**Document segment**
_ _ _ _
[QFJ-74] Explicitly control the String encoding of the FIX messages Created: 22/Sep/06  Updated: 09/Jun/14  Resolved: 25/May/07

Status: Closed
Project: QuickFIX/J
Component/s: None
Affects Version/s: 1.0.0 Final, 1.0.1, 1.0.2, 1.0.3
Fix Version/s: 1.2.0

Type: Bug Priority: Major
Reporter: Steve Bate Assignee: Steve Bate
Resolution: Fixed Votes: 1
Labels: None

Attachments: Java Source File ChecksumTest.java    
Issue Links:
Duplicate
duplicates QFJ-38 FIX Message support double-byte charset. Closed

 Description   

This is currently and issue either with multibyte characters in FIX messages (somewhat rare, but it's been requested by a user) and with checksum problem with unintentional nonprinting characters in messages. The default encoding differs by platform so it's not a good idea to use the implicit default encoding.



 Comments   
Comment by Steve Bate [ 22/Sep/06 ]

We'll need to modify both the FIX decoder and encoder.

Comment by Brad Harvey [ 23/Sep/06 ]

I think the checksum validation/calculation should be in the decoder/encoder on the bytes just received/about to be sent. This makes it possible to correctly calculate the checksum on messages you receive which contain byte sequences that can't be mapped to your charset.

Comment by Brad Harvey [ 07/Oct/06 ]

I've attached some tests I was playing with to help me understand my checksum problem. I was surprised by the result of testDecodeDoubleByte - it passes in trunk - so I thought it was worth sharing. Most of the other tests aren't as interesting.

It seems that the change to FIXMessageDecoder.getMessageString to use the new String(byte[], charsetName) constructor has fixed the issue I was seeing with double bytes causing checksum failures in 1.0.2. From the javadoc:

The behavior of this constructor when the given bytes are not valid in the given charset is unspecified. The java.nio.charset.CharsetDecoder class should be used when more control over the decoding process is required.

It seems that the "unspecified" behaviour is to allow the invalid bytes through unchanged. What I found surprising was that there doesn't seem to be a way to emulate this behaviour using the Ignore/Replace/Report mechanism of CharsetDecoder. So hopefully the unspecified behaviour is consistent across JVMs (and alternate charsets?)!

Comment by Steve Bate [ 10/Nov/06 ]

I'm moving this to a post 1.1 release. I can see what needs to be done but the trick will be finding a way to do that doesn't impact performance too negatively. The comments and tests have addressed the checksum and related unsigned byte issues but there are also issues with message length calculations when using MB character sets.

Comment by Brad Harvey [ 10/Nov/06 ]

When I looked at it I actually wondered if two options might be needed - the "old" one (that so far seems to do the job for most people) and a new one that handles double byte chars but may be slower. Having said that, I'd imagine choice of MessageStore would have a bigger performance impact.
_ _ _ _
Labeled-object pointing items:
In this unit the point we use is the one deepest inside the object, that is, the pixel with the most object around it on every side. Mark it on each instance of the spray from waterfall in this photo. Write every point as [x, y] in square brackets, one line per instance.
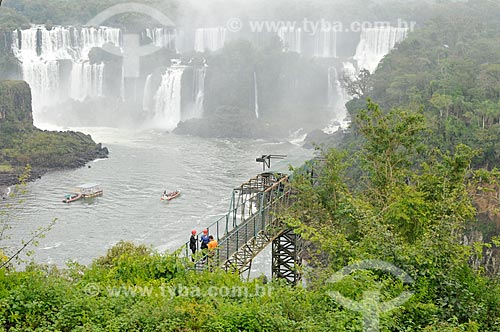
[147, 99]
[375, 43]
[210, 39]
[199, 92]
[291, 38]
[167, 111]
[41, 51]
[256, 93]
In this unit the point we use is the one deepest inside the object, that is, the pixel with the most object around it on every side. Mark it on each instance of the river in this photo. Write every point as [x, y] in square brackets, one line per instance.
[141, 165]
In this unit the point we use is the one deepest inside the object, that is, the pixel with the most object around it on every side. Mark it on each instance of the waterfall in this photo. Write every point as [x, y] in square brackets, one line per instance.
[86, 80]
[162, 37]
[256, 92]
[291, 38]
[210, 39]
[40, 52]
[199, 91]
[376, 43]
[338, 97]
[325, 44]
[147, 99]
[167, 112]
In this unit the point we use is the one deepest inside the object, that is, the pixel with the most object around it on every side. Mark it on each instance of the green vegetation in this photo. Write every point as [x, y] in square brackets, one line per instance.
[407, 206]
[450, 69]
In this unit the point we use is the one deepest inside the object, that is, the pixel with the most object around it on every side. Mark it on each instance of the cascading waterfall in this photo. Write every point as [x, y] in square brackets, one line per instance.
[210, 39]
[86, 80]
[256, 92]
[376, 43]
[162, 37]
[199, 92]
[40, 52]
[167, 112]
[325, 44]
[338, 96]
[291, 38]
[147, 99]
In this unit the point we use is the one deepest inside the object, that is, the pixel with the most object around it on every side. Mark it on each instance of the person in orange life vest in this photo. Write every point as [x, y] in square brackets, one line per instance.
[212, 244]
[204, 239]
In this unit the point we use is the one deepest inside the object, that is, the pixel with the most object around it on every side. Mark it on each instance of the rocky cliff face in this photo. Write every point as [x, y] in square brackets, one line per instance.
[21, 143]
[15, 106]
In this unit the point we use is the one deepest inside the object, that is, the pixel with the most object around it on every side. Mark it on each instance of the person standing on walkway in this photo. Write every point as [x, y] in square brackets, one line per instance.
[193, 245]
[204, 240]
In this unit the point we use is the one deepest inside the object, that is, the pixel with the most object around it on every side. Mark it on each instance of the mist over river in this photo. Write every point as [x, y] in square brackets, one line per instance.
[141, 165]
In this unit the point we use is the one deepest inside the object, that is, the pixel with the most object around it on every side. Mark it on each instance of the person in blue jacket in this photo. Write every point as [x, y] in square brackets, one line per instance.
[204, 240]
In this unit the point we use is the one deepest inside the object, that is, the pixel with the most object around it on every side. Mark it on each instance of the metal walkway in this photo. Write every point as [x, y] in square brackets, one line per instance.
[250, 225]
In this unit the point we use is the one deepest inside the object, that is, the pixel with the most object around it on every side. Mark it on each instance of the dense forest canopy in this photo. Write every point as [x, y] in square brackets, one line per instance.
[407, 187]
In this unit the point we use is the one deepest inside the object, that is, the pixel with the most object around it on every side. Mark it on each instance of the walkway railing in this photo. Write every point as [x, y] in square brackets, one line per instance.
[253, 213]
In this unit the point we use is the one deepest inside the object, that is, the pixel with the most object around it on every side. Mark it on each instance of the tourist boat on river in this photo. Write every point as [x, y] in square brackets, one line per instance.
[170, 196]
[71, 197]
[87, 190]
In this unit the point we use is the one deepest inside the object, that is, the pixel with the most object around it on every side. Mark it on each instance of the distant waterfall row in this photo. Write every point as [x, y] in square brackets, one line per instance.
[165, 106]
[55, 62]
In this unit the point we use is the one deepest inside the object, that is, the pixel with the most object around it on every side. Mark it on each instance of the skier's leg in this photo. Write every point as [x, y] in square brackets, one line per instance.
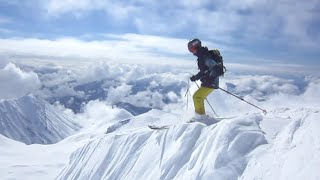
[198, 99]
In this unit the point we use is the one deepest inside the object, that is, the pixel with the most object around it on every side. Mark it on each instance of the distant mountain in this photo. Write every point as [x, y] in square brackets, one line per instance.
[33, 121]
_ _ _ _
**Required task A**
Answer these about the QuickFIX/J encoding issue page:
(i) Which version is listed as the fix version?
(ii) Which String constructor did the change to FIXMessageDecoder.getMessageString start using?
(iii) In Steve Bate's 10/Nov/06 comment, what problem besides checksums comes up when using MB character sets?
**Required task B**
Write the next part of the QuickFIX/J encoding issue page, beginning right after Brad Harvey's 10/Nov/06 comment.

**Output A**
(i) 1.2.0
(ii) The new String(byte[], charsetName) constructor
(iii) Message length calculations

**Output B**
Comment by Steve Bate [ 10/Nov/06 ]

That's basically the approach I've been taking. One issue is that the way the body length and checksum is currently calculated, the specified charset would have to be pushed down to the field level and each field would need to do a character decoding to a byte array to determine it's length in bytes and it's contribution to the checksum. If I do that and I have the conditional to provide the current behavior if the default charset (US-ASCII) is being used, then it might be reasonable.

Comment by Jörg Thönnes [ 21/Mar/07 ]

We have issues with German and Italian character sets. These character sets use
values beyound the normal ASCII range (0..127) for QF/ 1.0.3.

After the log line for the incoming log, the error displayed is:

Mar 21, 2007 12:01:05 PM quickfix.mina.AbstractIoHandler messageReceived
SEVERE: Invalid message: Expected CheckSum=199, Received CheckSum=182

At the moment, we have no way to check automatically for this error. Is there anyway to
use a MINA error handler?

Comment by Jörg Thönnes [ 31/Mar/07 ]

Looking at some CharsetDecoder examples, I am wondering whether setting the encoding/decoding char set to Latin-1
would help in our case.

Comment by Jörg Thönnes [ 31/Mar/07 ]

In the code, I found two places where the char set name "US-ASCII" is used.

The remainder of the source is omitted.